(Annotation data for object locations)
++++++++++++++++++++

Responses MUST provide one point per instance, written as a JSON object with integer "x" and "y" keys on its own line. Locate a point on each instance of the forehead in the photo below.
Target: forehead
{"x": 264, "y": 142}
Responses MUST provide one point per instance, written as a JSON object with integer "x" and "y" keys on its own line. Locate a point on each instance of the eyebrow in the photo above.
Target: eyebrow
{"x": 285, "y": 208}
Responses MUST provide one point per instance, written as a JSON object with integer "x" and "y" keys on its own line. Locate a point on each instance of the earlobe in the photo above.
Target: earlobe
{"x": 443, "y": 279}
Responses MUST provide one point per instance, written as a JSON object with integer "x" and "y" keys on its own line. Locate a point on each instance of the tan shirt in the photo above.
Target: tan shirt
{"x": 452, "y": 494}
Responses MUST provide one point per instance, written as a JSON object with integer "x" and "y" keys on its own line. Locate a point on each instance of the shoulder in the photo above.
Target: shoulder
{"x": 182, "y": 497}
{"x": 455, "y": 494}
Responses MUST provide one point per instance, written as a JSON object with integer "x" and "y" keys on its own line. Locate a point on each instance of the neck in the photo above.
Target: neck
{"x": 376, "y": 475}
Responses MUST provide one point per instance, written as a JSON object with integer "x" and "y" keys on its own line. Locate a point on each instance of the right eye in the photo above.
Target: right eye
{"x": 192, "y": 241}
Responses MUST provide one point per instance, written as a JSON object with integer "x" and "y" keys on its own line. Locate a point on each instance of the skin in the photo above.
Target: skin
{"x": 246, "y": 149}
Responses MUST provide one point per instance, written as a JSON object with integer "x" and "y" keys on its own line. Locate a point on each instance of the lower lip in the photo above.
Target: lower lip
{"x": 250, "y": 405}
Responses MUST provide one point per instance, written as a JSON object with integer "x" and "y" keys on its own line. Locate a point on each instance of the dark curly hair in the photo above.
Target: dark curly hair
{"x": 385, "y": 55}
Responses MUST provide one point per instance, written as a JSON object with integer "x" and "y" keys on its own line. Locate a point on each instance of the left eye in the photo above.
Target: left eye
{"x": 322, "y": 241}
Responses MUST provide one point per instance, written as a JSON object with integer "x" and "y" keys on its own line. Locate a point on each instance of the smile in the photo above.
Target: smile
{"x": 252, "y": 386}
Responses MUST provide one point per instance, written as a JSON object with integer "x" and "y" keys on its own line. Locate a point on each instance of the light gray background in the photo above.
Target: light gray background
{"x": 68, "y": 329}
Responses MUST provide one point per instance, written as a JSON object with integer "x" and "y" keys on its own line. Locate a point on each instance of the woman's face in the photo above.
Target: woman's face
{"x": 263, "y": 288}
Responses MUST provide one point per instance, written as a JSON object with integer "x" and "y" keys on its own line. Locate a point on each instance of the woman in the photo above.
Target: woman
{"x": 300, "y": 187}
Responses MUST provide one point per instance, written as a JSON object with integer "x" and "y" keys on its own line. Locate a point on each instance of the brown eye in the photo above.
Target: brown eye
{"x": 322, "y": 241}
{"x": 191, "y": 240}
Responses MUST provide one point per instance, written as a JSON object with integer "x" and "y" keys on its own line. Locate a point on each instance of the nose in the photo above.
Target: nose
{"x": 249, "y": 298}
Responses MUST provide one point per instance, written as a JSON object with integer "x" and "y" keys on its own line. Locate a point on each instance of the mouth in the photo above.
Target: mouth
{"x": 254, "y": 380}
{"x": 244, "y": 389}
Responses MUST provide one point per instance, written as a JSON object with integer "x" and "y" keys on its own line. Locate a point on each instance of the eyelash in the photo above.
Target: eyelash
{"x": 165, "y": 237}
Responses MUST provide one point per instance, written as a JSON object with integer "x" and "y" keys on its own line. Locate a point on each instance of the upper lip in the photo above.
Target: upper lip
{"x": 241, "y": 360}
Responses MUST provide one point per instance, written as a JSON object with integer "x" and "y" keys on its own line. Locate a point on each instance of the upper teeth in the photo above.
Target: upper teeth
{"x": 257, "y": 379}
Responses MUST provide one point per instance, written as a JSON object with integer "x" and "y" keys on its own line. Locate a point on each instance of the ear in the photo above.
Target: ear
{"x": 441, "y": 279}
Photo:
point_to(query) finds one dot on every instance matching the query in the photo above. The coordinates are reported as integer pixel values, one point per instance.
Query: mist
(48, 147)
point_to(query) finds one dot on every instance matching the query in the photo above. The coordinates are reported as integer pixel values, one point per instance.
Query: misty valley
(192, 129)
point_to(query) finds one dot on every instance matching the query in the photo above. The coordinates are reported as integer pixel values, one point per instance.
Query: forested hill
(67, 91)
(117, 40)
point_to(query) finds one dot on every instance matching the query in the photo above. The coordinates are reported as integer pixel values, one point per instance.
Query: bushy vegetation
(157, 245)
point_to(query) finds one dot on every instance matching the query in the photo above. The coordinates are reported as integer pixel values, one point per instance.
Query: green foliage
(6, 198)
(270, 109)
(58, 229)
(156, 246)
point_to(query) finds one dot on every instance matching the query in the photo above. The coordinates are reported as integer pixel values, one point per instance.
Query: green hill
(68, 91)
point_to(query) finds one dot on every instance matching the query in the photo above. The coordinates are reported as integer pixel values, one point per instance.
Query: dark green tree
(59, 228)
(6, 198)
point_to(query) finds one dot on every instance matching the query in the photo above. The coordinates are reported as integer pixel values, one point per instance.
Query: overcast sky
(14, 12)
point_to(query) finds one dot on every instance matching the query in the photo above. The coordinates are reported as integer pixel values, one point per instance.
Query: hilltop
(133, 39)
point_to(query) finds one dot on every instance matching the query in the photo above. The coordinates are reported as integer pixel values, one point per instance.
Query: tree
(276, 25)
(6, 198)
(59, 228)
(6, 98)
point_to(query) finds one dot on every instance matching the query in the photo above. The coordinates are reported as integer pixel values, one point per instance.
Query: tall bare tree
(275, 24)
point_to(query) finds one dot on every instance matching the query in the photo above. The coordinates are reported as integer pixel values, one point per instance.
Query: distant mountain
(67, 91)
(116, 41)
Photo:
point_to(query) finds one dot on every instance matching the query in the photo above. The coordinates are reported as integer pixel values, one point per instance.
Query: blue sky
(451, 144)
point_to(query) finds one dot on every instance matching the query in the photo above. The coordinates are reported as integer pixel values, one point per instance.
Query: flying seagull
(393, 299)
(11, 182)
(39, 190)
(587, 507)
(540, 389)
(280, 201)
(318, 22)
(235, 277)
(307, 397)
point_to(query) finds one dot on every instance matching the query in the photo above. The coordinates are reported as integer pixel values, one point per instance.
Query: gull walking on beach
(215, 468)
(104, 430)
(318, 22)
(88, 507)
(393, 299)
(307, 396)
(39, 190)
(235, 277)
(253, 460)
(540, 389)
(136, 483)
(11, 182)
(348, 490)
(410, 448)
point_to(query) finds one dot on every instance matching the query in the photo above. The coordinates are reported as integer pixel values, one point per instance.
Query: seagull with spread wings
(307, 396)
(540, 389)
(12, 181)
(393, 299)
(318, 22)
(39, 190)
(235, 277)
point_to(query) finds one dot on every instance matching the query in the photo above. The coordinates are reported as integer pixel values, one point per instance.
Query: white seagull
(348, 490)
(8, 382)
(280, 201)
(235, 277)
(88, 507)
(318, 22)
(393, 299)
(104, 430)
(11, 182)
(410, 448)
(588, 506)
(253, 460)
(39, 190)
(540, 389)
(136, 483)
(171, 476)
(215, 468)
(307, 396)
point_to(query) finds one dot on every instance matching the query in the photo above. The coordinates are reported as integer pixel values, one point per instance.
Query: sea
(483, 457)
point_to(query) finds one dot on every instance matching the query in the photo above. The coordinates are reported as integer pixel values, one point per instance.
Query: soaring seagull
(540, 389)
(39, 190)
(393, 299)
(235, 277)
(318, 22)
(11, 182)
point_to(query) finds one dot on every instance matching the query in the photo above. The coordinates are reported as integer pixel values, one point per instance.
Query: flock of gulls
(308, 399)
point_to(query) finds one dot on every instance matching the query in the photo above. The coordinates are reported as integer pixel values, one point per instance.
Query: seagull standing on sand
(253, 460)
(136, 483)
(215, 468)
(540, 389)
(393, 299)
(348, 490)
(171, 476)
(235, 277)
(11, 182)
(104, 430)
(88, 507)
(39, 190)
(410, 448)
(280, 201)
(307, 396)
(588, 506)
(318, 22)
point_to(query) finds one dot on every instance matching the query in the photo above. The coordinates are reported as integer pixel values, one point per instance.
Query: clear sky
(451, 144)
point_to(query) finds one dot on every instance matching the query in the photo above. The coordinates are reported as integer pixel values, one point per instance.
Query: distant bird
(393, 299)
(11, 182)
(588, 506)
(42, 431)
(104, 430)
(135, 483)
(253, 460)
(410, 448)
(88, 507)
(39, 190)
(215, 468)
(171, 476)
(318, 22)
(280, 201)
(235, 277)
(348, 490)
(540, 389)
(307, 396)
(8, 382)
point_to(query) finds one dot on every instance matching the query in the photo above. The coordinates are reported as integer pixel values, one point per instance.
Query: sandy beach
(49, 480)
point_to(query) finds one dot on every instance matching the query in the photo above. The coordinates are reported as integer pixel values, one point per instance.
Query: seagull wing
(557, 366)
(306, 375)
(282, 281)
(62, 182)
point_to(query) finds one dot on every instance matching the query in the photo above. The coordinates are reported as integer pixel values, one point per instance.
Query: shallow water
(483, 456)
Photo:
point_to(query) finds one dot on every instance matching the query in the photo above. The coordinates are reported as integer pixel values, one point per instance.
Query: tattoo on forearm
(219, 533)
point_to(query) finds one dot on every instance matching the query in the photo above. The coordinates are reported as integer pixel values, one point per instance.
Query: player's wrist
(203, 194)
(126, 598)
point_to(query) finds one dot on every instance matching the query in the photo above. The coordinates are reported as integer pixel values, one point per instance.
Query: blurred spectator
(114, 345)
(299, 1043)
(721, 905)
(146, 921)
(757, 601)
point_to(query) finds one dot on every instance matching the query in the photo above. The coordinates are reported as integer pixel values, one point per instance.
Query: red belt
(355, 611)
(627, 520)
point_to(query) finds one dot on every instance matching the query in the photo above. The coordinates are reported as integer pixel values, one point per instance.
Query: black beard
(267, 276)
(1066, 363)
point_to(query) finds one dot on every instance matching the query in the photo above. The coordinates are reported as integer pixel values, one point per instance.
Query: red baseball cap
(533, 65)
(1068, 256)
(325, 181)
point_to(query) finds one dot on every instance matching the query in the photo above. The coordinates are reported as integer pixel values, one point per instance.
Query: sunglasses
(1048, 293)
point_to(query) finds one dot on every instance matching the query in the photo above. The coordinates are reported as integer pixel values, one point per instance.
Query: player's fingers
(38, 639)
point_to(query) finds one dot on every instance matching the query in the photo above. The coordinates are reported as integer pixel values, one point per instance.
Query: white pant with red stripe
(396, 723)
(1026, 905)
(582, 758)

++++++++++++++++++++

Stated goal: Please find every line in the material above that contains the string "hair", treating case as significant, and copy each such line in full.

Solution:
Responses MUST provide one point per instance, written as a JSON object with integer "x" and "y" keys on its own line. Locate a point on each instance of the dark curly hair in the photo above.
Target: dark curly hair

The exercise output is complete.